===== Document extract =====

Musical sounds, musical instruments and musical signals

The physics of musical instruments underlies the sounds and signals they make. The nature of musical sounds is described, at a simple level, in a chaper I wrote (Wolfe, J. (2012) "Musical sounds and musical signals" in Sound Musicianship: Understanding the Crafts of Music. A. Brown (ed.) ISBN 13: 978-1-4438-3912-9 . ). Limited to print, that chapter contains no sound examples, film clips or animations. Further, because of the breadth of the topic and the limited length of the chapter, its treatment of each topic is brief. I therefore anticipated that many readers would seek more information. Hence this site: a multimedia appendix to that chapter.

picture of a Chladni pattern of a violin back

This appendix provides a small number of sound files or animations that illustrate the topics raised in the chapter. In each case, it also has links that give further explanation, sound files, film clips or animations. It uses two resources written by the same author: Physclips is a multi-level, multimedia introduction to physics, of which Volume II concerns Waves and Sound. A large web site, Music Acoustics is maintained by the author's research lab, which gives introductions to the acoustics of musical instruments, including the voice.

Sound, vibrations and resonance

Frequency and pitch

Rhythm, time and frequency; muscles, nerves and hearing

Intensity, pressure and loudness

Pure tones, harmonics, periodic and non-periodic sounds; Timbre, spectrum, envelope and transients

The first six harmonics of a sawtooth wave, sounded one at a time.

===== Information supplied =====

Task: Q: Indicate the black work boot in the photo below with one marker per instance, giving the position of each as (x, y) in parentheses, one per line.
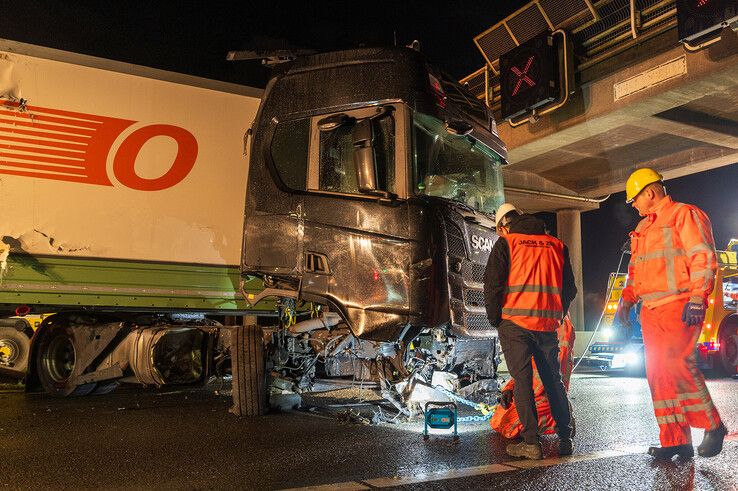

=====

Requirements:
Copy the text on musical sounds and instruments, starting at "Musical sounds, musical" and ending at "to that chapter.", but change "multimedia appendix" to "online supplement". Leave the material out of account entirely.

Task result:
Musical sounds, musical instruments and musical signals

The physics of musical instruments underlies the sounds and signals they make. The nature of musical sounds is described, at a simple level, in a chaper I wrote (Wolfe, J. (2012) "Musical sounds and musical signals" in Sound Musicianship: Understanding the Crafts of Music. A. Brown (ed.) ISBN 13: 978-1-4438-3912-9 . ). Limited to print, that chapter contains no sound examples, film clips or animations. Further, because of the breadth of the topic and the limited length of the chapter, its treatment of each topic is brief. I therefore anticipated that many readers would seek more information. Hence this site: a online supplement to that chapter.